▸ Data shown
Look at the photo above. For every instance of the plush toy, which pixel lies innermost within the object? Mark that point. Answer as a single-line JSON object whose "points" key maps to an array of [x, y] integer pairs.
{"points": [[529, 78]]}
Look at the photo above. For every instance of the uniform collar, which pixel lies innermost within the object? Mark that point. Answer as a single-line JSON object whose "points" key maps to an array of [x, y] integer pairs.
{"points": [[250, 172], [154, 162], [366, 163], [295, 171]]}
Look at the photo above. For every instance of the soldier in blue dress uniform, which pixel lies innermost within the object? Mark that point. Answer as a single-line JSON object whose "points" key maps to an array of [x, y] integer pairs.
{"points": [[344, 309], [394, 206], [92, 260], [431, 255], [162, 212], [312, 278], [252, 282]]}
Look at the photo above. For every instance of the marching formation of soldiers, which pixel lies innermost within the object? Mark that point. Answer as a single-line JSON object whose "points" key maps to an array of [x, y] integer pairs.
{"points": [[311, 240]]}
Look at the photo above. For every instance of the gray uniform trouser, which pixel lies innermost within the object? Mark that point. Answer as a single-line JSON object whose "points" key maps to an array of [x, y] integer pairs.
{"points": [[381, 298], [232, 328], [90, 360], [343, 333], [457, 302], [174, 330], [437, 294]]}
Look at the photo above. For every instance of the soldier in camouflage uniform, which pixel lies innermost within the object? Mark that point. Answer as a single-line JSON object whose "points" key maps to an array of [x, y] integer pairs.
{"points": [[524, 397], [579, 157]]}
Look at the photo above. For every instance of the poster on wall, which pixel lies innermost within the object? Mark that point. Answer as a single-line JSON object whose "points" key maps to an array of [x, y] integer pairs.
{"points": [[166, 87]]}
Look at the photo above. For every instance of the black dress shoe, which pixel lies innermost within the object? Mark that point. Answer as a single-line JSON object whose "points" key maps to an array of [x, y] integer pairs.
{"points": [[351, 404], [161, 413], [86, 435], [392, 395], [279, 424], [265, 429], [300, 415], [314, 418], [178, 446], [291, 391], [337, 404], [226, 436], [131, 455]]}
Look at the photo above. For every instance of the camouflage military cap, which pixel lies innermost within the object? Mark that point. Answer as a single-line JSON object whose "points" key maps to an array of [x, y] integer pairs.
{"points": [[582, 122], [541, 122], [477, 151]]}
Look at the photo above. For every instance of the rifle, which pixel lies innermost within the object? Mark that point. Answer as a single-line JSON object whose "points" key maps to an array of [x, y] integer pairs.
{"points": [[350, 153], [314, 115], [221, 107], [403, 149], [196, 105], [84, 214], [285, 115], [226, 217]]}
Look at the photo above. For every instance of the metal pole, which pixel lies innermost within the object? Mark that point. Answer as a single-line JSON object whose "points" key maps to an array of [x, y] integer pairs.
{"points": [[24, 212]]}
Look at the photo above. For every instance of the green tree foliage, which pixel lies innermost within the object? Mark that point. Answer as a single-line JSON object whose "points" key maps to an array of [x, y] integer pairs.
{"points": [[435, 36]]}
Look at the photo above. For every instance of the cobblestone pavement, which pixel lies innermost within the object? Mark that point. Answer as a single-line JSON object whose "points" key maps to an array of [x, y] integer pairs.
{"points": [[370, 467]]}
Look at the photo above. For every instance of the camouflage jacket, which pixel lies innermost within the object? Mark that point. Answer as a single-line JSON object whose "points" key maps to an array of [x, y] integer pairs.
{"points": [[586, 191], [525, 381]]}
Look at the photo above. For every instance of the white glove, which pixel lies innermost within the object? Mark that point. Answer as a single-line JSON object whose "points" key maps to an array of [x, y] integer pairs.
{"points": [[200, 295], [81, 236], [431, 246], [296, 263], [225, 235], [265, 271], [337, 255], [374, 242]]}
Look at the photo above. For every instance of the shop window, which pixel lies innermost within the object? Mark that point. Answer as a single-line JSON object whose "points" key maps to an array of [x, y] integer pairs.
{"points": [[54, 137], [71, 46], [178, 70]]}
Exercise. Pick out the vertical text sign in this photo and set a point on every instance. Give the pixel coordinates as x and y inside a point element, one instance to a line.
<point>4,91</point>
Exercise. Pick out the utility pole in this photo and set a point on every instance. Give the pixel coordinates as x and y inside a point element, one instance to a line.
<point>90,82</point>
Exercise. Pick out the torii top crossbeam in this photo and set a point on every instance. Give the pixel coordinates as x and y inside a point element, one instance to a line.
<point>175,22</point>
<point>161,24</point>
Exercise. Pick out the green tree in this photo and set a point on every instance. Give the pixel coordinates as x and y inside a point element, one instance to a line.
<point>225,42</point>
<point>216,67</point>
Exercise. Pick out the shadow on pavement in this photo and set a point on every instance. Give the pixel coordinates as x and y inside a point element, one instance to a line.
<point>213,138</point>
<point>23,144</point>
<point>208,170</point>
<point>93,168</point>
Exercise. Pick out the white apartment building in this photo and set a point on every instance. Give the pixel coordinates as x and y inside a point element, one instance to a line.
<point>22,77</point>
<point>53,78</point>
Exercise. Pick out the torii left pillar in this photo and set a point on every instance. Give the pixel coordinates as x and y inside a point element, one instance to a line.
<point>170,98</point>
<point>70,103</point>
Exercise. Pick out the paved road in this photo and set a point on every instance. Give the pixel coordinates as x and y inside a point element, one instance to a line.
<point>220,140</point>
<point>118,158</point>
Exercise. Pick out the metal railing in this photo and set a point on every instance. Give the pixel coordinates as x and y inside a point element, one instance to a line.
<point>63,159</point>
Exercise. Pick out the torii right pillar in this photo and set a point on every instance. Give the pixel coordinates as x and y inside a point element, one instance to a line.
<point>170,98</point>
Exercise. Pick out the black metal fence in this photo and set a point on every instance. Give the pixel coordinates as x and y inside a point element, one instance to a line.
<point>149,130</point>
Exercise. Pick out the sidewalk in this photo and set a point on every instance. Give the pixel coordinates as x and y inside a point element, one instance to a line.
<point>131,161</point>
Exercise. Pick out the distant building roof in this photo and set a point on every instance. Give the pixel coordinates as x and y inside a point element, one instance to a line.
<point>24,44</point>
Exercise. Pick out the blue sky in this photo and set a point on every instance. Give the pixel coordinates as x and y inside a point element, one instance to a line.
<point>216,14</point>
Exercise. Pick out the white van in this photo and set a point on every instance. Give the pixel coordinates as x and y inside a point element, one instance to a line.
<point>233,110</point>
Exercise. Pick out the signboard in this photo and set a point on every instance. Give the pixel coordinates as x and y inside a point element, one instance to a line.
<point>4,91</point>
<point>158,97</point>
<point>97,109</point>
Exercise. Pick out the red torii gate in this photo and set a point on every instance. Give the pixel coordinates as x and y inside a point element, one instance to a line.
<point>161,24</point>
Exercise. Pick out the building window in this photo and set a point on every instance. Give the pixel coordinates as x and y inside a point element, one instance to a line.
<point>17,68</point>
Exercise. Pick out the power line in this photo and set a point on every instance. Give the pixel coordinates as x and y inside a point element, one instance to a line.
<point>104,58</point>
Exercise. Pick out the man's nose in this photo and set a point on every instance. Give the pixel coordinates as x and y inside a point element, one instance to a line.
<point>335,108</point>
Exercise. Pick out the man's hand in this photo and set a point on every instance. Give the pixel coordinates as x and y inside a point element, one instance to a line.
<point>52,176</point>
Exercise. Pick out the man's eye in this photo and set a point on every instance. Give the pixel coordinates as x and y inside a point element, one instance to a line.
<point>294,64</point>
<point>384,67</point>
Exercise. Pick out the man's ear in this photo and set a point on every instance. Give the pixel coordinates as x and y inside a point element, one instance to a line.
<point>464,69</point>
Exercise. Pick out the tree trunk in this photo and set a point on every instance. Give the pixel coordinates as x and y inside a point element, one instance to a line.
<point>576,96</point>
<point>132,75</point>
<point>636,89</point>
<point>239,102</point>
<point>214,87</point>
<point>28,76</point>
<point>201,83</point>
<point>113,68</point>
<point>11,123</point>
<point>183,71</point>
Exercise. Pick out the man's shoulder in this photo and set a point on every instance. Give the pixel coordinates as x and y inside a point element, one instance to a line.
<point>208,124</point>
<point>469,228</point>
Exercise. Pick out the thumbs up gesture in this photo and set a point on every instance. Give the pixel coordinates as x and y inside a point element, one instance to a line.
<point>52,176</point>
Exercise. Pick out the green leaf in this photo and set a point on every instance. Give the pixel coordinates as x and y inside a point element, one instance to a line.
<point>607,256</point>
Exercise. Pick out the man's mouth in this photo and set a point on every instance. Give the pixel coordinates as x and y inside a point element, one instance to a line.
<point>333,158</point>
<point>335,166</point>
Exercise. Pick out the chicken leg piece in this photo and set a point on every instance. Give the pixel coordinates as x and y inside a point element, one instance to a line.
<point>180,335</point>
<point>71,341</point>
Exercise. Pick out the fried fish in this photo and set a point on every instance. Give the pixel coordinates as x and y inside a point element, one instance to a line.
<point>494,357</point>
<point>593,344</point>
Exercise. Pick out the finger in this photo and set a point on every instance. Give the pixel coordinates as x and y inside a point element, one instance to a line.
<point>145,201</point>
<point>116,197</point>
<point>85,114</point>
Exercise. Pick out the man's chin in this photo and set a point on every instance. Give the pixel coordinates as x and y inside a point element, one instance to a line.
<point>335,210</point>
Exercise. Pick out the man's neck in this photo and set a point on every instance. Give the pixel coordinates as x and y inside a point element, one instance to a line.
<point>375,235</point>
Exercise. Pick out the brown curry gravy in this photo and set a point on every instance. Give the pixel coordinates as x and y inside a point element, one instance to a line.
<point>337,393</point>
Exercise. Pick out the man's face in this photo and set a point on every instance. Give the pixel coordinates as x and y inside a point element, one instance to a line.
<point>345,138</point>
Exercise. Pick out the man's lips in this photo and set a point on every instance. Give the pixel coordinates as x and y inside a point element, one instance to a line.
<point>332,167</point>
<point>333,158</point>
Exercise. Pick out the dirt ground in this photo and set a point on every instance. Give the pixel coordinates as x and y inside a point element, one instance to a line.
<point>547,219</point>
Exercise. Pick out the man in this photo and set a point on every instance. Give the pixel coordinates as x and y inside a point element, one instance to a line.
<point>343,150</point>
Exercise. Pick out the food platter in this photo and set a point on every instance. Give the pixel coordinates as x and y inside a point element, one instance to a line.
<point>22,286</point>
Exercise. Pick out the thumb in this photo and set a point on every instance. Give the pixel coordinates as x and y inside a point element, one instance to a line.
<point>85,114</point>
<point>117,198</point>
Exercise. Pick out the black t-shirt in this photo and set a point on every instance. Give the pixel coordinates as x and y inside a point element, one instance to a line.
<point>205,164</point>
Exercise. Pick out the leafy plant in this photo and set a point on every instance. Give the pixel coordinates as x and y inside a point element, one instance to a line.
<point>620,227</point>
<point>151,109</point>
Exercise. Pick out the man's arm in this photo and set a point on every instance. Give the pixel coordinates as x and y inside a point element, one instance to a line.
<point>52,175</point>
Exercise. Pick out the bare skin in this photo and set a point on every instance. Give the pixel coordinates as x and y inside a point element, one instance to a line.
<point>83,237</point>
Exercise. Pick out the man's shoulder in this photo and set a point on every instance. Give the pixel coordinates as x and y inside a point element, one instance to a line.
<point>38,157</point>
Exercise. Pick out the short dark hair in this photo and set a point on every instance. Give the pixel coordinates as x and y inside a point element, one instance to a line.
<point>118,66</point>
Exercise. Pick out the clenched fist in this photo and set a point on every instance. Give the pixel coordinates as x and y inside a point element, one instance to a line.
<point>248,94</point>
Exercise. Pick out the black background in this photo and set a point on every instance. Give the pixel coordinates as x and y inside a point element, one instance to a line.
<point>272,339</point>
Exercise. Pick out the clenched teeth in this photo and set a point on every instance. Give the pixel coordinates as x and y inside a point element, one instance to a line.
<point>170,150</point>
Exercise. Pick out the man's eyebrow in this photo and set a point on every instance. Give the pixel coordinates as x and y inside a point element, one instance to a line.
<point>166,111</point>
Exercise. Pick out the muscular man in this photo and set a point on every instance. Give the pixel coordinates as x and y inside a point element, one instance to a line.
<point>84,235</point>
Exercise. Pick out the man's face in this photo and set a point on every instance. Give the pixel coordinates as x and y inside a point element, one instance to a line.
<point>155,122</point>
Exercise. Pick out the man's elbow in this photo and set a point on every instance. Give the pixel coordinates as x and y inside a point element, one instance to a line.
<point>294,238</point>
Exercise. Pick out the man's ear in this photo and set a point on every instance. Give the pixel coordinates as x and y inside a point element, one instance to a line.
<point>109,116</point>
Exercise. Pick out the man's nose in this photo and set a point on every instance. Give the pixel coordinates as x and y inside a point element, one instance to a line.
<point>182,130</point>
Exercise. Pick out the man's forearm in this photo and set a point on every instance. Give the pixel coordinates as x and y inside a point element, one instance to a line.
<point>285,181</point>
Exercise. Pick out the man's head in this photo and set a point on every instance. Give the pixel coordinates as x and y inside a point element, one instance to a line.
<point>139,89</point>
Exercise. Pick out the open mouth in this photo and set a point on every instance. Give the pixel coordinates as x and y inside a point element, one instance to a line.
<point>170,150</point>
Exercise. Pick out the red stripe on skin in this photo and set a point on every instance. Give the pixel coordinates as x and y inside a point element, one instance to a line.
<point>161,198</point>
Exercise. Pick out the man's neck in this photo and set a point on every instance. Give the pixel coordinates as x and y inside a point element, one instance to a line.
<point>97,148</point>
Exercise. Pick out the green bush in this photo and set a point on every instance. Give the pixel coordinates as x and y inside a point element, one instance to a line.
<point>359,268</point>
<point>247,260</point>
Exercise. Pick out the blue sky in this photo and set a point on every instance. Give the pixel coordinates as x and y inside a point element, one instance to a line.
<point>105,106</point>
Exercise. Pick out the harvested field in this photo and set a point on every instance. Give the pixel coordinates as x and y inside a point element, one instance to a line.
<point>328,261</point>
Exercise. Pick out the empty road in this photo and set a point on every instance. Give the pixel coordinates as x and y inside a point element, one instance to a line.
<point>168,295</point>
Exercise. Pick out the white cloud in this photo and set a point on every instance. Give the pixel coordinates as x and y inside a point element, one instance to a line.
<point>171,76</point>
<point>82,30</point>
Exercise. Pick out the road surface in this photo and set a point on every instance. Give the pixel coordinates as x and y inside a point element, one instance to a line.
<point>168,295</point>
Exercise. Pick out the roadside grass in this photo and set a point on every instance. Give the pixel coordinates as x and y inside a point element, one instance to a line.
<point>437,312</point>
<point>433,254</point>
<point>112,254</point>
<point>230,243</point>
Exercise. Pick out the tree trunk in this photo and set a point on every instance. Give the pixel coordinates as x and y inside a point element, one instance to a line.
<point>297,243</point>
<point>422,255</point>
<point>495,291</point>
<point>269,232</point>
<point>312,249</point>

▸ Exercise requirements
Retype exactly. Start at the line with "Exercise. Pick out the road surface" and stop at the last line of the data.

▸ Written answer
Exercise. Pick out the road surface in this photo and set a point on every instance. Give the pixel coordinates as x and y inside a point element, one instance to a line.
<point>168,295</point>
Exercise. Pick out the roadside grass in this photo and set a point on every instance. Give the pixel coordinates as x and y inside a point element, one instance to a line.
<point>437,312</point>
<point>433,254</point>
<point>112,254</point>
<point>230,243</point>
Exercise. Pick out the tree trunk in this photo and set a point on every instance. Give the pixel coordinates as x and y inside a point element, one instance to a line.
<point>297,243</point>
<point>422,255</point>
<point>495,291</point>
<point>269,232</point>
<point>312,249</point>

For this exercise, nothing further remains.